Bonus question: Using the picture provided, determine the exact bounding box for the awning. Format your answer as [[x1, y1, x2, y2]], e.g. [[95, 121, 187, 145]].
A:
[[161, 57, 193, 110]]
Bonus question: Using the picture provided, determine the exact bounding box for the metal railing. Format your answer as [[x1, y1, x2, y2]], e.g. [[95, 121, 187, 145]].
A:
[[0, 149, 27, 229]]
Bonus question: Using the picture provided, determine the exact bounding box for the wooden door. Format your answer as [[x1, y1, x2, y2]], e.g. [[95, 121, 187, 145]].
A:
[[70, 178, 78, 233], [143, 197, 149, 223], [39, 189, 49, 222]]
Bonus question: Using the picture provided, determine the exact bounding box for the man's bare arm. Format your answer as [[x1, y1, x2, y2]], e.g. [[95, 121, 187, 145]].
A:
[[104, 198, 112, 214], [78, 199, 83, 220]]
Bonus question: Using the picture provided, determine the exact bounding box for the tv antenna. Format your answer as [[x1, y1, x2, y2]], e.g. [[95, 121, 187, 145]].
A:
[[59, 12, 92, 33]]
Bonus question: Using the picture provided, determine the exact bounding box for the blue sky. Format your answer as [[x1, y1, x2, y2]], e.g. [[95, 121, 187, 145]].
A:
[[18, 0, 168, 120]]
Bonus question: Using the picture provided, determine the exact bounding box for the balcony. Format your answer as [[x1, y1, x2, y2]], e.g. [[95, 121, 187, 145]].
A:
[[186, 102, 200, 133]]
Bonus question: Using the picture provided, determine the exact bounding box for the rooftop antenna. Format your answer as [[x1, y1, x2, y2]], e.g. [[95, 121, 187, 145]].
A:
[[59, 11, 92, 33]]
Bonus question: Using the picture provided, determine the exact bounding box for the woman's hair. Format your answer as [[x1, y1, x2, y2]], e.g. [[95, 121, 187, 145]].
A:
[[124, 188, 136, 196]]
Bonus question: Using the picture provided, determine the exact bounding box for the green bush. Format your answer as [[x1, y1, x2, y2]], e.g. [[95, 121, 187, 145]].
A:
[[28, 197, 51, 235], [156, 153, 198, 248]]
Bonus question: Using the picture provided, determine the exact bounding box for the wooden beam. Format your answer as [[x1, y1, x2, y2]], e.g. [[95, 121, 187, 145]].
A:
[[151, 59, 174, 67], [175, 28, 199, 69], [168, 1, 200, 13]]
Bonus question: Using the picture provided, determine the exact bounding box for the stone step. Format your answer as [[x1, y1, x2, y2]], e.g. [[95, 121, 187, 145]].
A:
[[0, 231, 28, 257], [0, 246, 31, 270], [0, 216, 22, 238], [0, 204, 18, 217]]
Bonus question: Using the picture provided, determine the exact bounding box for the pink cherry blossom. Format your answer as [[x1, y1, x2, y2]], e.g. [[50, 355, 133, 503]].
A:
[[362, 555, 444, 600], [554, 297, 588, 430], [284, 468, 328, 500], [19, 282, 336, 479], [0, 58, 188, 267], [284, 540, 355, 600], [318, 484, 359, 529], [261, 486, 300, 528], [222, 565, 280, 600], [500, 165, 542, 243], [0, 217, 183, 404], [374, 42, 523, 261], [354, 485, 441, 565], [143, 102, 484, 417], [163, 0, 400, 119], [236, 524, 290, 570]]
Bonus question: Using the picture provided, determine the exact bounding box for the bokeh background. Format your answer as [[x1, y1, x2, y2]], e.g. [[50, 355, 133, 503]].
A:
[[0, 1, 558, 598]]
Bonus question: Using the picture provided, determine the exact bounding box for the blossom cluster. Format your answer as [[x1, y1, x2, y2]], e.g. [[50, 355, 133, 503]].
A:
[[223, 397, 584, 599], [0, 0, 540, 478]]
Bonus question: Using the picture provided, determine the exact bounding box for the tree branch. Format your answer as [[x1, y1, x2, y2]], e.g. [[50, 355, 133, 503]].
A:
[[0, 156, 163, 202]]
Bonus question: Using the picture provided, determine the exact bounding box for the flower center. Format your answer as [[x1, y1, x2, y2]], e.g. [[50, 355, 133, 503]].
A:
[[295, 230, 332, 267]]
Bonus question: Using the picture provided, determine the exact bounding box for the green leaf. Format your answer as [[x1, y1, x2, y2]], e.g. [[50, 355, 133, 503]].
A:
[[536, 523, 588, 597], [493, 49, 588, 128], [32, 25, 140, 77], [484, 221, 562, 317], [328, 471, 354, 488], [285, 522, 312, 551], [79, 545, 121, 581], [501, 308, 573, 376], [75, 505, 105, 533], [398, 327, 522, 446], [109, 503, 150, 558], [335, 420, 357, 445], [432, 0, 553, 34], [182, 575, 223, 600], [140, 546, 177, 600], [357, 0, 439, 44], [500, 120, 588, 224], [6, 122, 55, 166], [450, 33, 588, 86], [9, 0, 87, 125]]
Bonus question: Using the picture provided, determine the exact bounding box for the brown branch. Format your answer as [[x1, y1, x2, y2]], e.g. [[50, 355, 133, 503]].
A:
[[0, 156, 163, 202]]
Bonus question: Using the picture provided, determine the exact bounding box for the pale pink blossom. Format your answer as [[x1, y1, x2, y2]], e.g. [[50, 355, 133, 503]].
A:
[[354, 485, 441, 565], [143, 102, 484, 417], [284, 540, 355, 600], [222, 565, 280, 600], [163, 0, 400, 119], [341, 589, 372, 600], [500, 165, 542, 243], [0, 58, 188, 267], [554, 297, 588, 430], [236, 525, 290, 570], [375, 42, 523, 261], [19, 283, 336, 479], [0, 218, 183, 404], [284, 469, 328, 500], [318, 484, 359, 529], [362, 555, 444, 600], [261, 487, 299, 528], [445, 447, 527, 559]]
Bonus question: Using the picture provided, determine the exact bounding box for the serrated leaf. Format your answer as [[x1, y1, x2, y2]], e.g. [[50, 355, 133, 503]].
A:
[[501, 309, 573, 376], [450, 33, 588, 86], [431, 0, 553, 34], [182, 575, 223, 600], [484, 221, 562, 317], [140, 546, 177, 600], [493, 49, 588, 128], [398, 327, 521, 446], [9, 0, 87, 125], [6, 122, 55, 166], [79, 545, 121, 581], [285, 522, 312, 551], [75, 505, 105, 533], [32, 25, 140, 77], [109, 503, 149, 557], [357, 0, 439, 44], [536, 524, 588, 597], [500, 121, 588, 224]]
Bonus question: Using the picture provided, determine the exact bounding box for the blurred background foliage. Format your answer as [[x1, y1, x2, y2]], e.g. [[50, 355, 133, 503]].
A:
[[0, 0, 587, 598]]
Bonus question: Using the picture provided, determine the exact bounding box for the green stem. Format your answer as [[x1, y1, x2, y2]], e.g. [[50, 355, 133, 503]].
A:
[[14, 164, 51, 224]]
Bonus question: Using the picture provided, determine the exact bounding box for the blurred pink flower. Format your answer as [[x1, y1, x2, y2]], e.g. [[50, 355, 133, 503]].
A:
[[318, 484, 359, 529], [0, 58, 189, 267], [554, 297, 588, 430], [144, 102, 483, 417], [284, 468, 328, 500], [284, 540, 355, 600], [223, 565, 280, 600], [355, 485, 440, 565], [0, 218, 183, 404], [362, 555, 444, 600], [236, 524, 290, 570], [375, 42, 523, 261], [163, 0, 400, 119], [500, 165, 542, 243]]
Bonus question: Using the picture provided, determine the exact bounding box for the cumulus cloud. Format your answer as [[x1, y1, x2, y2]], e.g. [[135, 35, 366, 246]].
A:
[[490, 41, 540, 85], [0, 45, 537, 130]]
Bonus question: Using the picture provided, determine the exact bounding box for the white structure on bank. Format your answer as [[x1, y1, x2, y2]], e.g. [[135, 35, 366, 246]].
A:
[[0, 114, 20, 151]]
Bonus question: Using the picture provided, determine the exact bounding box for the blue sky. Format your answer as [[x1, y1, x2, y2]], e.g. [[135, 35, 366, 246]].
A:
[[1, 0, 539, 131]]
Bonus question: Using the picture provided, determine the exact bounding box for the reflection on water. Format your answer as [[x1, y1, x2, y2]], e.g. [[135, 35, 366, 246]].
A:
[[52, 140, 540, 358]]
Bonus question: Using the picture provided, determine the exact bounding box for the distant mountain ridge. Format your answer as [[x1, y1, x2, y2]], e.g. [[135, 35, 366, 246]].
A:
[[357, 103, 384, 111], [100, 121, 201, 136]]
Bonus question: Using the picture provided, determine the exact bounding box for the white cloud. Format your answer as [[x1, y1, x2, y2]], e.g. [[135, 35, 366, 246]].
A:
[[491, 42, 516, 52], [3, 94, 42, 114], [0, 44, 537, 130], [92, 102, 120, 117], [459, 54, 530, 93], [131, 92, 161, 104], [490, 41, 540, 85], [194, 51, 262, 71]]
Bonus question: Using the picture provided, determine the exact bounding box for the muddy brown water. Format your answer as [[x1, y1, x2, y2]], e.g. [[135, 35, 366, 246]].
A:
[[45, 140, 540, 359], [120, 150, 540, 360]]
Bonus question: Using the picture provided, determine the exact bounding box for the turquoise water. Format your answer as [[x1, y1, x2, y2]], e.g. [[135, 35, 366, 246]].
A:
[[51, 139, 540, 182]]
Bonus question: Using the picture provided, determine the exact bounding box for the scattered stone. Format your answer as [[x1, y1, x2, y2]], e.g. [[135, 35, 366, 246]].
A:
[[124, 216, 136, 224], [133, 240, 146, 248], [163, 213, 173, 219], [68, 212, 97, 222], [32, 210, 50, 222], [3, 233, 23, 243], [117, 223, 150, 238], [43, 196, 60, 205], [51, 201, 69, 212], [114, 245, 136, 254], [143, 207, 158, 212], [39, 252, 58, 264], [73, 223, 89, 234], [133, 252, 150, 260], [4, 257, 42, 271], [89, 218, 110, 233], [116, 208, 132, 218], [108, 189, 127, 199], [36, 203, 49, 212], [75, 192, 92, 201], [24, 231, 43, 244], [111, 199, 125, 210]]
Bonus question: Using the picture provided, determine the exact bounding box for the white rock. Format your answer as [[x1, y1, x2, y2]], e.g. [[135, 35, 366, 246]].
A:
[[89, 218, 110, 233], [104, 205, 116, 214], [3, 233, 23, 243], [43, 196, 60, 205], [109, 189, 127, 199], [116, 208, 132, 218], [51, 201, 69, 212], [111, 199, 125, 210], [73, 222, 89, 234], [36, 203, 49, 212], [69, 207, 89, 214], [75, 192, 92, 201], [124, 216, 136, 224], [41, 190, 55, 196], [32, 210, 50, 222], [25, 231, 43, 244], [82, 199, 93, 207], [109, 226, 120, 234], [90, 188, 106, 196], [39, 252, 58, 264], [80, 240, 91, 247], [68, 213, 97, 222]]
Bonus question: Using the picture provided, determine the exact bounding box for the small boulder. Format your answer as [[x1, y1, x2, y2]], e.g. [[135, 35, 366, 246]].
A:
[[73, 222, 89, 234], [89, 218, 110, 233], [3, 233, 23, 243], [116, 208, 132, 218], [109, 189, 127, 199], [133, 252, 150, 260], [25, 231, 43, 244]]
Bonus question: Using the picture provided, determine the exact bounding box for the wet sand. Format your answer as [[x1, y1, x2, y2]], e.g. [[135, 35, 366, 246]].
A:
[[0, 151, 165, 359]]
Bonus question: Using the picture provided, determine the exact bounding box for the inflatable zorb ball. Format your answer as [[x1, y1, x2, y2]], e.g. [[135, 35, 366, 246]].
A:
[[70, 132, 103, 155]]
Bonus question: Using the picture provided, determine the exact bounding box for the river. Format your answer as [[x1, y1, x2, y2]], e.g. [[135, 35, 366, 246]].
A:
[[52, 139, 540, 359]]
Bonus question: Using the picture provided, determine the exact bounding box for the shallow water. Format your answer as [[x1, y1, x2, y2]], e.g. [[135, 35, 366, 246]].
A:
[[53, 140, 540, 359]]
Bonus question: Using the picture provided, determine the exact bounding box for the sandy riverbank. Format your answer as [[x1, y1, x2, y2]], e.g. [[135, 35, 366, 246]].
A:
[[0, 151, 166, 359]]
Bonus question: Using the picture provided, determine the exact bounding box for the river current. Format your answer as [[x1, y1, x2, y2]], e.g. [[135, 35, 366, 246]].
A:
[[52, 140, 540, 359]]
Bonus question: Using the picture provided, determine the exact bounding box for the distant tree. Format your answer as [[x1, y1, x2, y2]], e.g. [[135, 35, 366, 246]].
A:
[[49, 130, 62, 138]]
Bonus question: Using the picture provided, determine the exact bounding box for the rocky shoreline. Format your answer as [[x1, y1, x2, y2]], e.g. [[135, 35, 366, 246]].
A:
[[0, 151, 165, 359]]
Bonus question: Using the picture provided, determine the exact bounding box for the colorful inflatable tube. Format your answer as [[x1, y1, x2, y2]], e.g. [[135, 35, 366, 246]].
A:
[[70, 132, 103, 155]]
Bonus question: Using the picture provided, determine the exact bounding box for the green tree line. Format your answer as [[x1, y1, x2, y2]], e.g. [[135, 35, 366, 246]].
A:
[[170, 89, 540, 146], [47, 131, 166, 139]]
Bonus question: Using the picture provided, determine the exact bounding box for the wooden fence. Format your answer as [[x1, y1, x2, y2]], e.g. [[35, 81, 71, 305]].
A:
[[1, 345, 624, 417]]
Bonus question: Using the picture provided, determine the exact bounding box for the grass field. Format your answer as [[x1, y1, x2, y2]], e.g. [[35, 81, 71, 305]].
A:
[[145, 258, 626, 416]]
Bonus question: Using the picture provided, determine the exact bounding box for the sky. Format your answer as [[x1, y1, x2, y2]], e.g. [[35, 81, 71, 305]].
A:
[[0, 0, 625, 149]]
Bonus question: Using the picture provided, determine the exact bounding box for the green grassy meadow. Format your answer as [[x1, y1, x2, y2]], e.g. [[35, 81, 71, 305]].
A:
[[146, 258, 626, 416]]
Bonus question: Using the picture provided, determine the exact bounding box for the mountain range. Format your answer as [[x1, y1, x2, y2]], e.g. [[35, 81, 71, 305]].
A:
·····
Set down exactly the lines of the data above, beginning with the line that has "for the turquoise" and ending with the line that has "for the small", and no others.

Bonus question: Using the picture provided, determine the exact bounding box for the turquoise water. Format your answer as [[x1, y1, x2, y2]], e.g. [[135, 35, 366, 246]].
A:
[[51, 139, 540, 182]]
Bonus question: Using the picture provided, determine the exact bounding box for the scattered stone. Format your answer as [[x1, y1, x2, y2]], e.g. [[135, 35, 366, 246]].
A:
[[124, 216, 136, 224], [133, 240, 146, 248], [163, 213, 173, 219], [68, 212, 97, 222], [32, 210, 50, 222], [3, 233, 23, 243], [117, 223, 150, 238], [43, 196, 60, 205], [51, 201, 69, 212], [114, 245, 136, 254], [143, 207, 158, 212], [39, 252, 58, 264], [73, 223, 89, 234], [133, 252, 150, 260], [4, 257, 42, 271], [89, 218, 110, 233], [116, 208, 132, 218], [108, 189, 127, 199], [36, 203, 49, 212], [75, 192, 92, 201], [24, 231, 43, 244], [111, 199, 125, 210]]
Bonus question: Using the picture provided, determine the exact bounding box for the white rock. Format your answer as [[x1, y1, x2, y2]], e.g. [[135, 35, 366, 246]].
A:
[[89, 218, 110, 233], [104, 205, 116, 214], [3, 233, 23, 243], [43, 196, 60, 205], [109, 189, 127, 199], [116, 208, 132, 218], [51, 201, 69, 212], [111, 199, 125, 210], [73, 222, 89, 234], [36, 203, 49, 212], [69, 207, 89, 214], [75, 192, 92, 201], [124, 216, 136, 224], [41, 190, 55, 196], [32, 210, 50, 222], [25, 231, 43, 244], [82, 199, 93, 207], [109, 226, 120, 234], [90, 188, 106, 196], [39, 252, 58, 264], [80, 240, 91, 247], [68, 213, 97, 222]]
Bonus question: Using the picture provided, determine the exact bounding box for the small boulder. Format your answer as [[x1, y1, x2, y2]], e.g. [[135, 35, 366, 246]].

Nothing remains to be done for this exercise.